(Text)

The Blunders of Prince Bandar
Saudi Complicity in the Rise of ISIS
by PATRICK COCKBURN

How far is Saudi Arabia complicit in the Isis takeover of much of northern Iraq, and is it stoking an escalating Sunni-Shia conflict across the Islamic world?

Some time before 9/11, Prince Bandar bin Sultan, once the powerful Saudi ambassador in Washington and head of Saudi intelligence until a few months ago, had a revealing and ominous conversation with the head of the British Secret Intelligence Service, MI6, Sir Richard Dearlove. Prince Bandar told him: “The time is not far off in the Middle East, Richard, when it will be literally ‘God help the Shia’. More than a billion Sunnis have simply had enough of them.”

The fatal moment predicted by Prince Bandar may now have come for many Shia, with Saudi Arabia playing an important role in bringing it about by supporting the anti-Shia jihad in Iraq and Syria. Since the capture of Mosul by the Islamic State of Iraq and the Levant (Isis) on 10 June, Shia women and children have been killed in villages south of Kirkuk, and Shia air force cadets machine-gunned and buried in mass graves near Tikrit.

In Mosul, Shia shrines and mosques have been blown up, and in the nearby Shia Turkoman city of Tal Afar 4,000 houses have been taken over by Isis fighters as “spoils of war”. Simply to be identified as Shia or a related sect, such as the Alawites, in Sunni rebel-held parts of Iraq and Syria today, has become as dangerous as being a Jew was in Nazi-controlled parts of Europe in 1940.

There is no doubt about the accuracy of the quote by Prince Bandar, secretary-general of the Saudi National Security Council from 2005 and head of General Intelligence between 2012 and 2014, the crucial two years when al-Qa’ida-type jihadis took over the Sunni-armed opposition in Iraq and Syria. Speaking at the Royal United Services Institute last week, Dearlove, who headed MI6 from 1999 to 2004, emphasised the significance of Prince Bandar’s words, saying that they constituted “a chilling comment that I remember very well indeed”.

He does not doubt that substantial and sustained funding from private donors in Saudi Arabia and Qatar, to which the authorities may have turned a blind eye, has played a central role in the Isis surge into Sunni areas of Iraq. He said: “Such things simply do not happen spontaneously.” This sounds realistic since the tribal and communal leadership in Sunni majority provinces is much beholden to Saudi and Gulf paymasters, and would be unlikely to cooperate with Isis without their consent.

(End Text)

Work to complete:
a) According to the article on Prince Bandar, on what date did Isis capture Mosul?
b) Duplicate the article on Prince Bandar from "The Blunders of" to "the Islamic world?".
c) Go on with the article on Prince Bandar after its last sentence.
The records that come next are separate material, unrelated to the article on Prince Bandar.

(Record extracts)

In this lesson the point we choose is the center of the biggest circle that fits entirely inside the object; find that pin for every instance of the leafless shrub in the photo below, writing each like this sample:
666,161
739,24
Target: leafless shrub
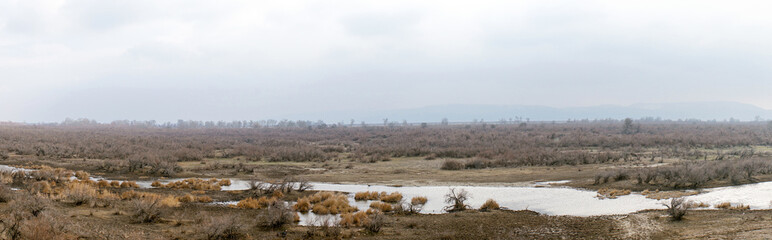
222,228
676,208
377,221
304,185
6,194
416,204
44,226
80,193
31,203
452,165
146,210
489,206
457,200
693,174
275,216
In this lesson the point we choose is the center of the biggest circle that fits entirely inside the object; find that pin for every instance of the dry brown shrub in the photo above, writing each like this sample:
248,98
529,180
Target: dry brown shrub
146,210
187,198
364,196
418,200
224,182
604,193
277,194
6,194
357,219
336,204
394,197
223,228
276,215
31,203
169,201
489,205
44,227
452,165
248,203
80,193
82,175
375,223
382,206
740,207
724,205
691,204
303,205
676,208
41,187
204,199
103,183
320,196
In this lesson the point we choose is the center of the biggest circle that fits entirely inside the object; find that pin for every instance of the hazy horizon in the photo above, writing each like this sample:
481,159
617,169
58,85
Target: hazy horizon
253,60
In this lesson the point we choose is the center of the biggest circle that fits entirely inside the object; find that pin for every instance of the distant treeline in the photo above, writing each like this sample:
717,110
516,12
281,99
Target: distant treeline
271,123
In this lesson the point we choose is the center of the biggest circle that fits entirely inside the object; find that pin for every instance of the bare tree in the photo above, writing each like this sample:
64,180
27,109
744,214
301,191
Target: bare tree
457,200
676,208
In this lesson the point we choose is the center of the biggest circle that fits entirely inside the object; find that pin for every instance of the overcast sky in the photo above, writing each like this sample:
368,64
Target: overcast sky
238,60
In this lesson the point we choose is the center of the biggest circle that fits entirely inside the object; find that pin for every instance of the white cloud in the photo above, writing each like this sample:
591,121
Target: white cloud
280,57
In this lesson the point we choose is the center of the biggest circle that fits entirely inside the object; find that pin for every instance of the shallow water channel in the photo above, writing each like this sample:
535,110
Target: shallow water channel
539,197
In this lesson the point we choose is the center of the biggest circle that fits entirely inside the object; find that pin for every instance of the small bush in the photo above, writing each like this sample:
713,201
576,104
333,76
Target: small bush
169,201
248,203
146,210
224,182
223,228
381,206
276,215
6,194
452,165
489,205
30,203
354,219
103,183
303,205
375,223
611,193
187,198
204,199
724,205
394,197
418,200
676,208
364,196
82,175
457,200
80,193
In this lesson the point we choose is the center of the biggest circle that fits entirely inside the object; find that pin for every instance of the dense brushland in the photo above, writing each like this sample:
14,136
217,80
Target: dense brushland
603,155
733,152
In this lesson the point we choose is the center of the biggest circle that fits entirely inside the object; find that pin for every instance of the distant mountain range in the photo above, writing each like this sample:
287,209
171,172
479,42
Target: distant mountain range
719,111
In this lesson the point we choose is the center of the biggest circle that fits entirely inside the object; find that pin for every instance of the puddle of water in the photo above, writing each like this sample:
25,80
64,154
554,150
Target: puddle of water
540,197
757,195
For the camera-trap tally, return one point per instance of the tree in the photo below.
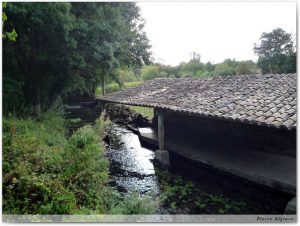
(246, 67)
(149, 72)
(67, 47)
(12, 35)
(223, 69)
(41, 56)
(273, 49)
(115, 37)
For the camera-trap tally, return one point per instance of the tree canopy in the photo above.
(276, 52)
(65, 47)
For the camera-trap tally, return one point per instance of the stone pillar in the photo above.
(291, 207)
(161, 155)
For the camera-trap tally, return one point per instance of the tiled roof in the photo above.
(268, 100)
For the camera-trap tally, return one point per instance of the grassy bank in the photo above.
(113, 87)
(177, 193)
(44, 172)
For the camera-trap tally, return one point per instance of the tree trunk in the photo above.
(38, 98)
(35, 73)
(103, 85)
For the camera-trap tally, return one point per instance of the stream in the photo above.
(189, 190)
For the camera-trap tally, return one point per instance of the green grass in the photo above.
(44, 172)
(145, 111)
(113, 87)
(179, 194)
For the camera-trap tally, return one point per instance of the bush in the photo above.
(46, 173)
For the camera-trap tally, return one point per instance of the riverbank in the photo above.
(47, 172)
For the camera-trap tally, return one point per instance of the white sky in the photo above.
(216, 30)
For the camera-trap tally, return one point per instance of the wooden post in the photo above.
(161, 130)
(161, 155)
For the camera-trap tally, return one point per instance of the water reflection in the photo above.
(131, 165)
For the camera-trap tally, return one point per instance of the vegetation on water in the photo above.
(145, 111)
(54, 49)
(178, 194)
(64, 47)
(44, 172)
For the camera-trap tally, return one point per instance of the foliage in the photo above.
(46, 173)
(134, 204)
(66, 47)
(149, 72)
(12, 35)
(223, 69)
(177, 194)
(276, 52)
(113, 87)
(247, 67)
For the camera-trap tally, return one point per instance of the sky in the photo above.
(216, 30)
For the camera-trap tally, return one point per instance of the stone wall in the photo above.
(122, 114)
(216, 132)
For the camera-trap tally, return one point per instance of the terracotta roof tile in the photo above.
(257, 99)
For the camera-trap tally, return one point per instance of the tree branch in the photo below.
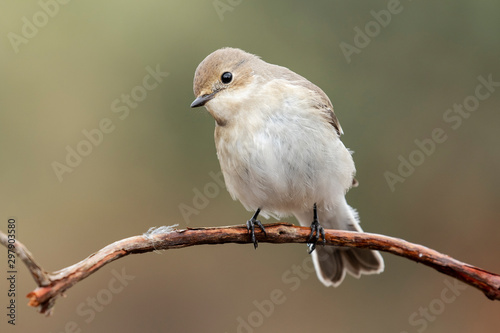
(52, 285)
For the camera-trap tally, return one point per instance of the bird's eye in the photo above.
(226, 77)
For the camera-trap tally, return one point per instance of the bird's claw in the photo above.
(317, 232)
(251, 229)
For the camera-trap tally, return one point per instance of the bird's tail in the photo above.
(332, 262)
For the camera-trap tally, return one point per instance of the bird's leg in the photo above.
(251, 227)
(317, 229)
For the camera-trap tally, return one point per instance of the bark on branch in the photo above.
(52, 285)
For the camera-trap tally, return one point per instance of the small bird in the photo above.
(278, 144)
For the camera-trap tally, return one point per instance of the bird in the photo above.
(278, 144)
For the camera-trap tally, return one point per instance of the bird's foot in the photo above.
(317, 232)
(251, 227)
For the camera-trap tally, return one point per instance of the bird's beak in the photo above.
(201, 100)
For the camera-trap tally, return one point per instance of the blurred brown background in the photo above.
(69, 71)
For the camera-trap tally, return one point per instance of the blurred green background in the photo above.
(65, 77)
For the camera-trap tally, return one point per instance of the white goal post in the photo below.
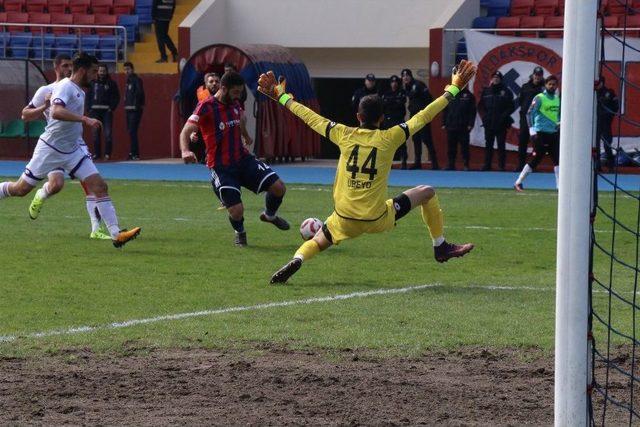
(574, 199)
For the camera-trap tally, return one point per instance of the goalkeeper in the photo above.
(360, 187)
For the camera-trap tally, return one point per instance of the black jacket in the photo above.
(419, 96)
(527, 93)
(608, 105)
(394, 108)
(103, 95)
(134, 93)
(496, 106)
(162, 10)
(460, 114)
(361, 93)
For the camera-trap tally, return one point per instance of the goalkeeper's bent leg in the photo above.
(433, 218)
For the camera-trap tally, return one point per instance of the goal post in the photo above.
(574, 202)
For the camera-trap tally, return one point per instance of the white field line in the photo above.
(179, 316)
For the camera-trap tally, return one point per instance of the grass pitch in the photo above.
(501, 295)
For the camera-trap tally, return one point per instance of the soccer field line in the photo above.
(315, 300)
(332, 298)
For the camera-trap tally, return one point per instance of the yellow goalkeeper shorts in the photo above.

(End Record extracts)

Task responses:
a) Isis captured Mosul on 10 June.

b)
The Blunders of Prince Bandar
Saudi Complicity in the Rise of ISIS
by PATRICK COCKBURN

How far is Saudi Arabia complicit in the Isis takeover of much of northern Iraq, and is it stoking an escalating Sunni-Shia conflict across the Islamic world?

c)
Dearlove’s explosive revelation about the prediction of a day of reckoning for the Shia by Prince Bandar, and the former head of MI6′s view that Saudi Arabia is involved in the Isis-led Sunni rebellion, has attracted surprisingly little attention. Coverage of Dearlove’s speech focused instead on his main theme that the threat from Isis to the West is being exaggerated because, unlike Bin Laden’s al-Qa’ida, it is absorbed in a new conflict that “is essentially Muslim on Muslim”. Unfortunately, Christians in areas captured by Isis are finding this is not true, as their churches are desecrated and they are forced to flee. A difference between al-Qa’ida and Isis is that the latter is much better organised; if it does attack Western targets the results are likely to be devastating.

The forecast by Prince Bandar, who was at the heart of Saudi security policy for more than three decades, that the 100 million Shia in the Middle East face disaster at the hands of the Sunni majority, will convince many Shia that they are the victims of a Saudi-led campaign to crush them. “The Shia in general are getting very frightened after what happened in northern Iraq,” said an Iraqi commentator, who did not want his name published. Shia see the threat as not only military but stemming from the expanded influence over mainstream Sunni Islam of Wahhabism, the puritanical and intolerant version of Islam espoused by Saudi Arabia that condemns Shia and other Islamic sects as non-Muslim apostates and polytheists.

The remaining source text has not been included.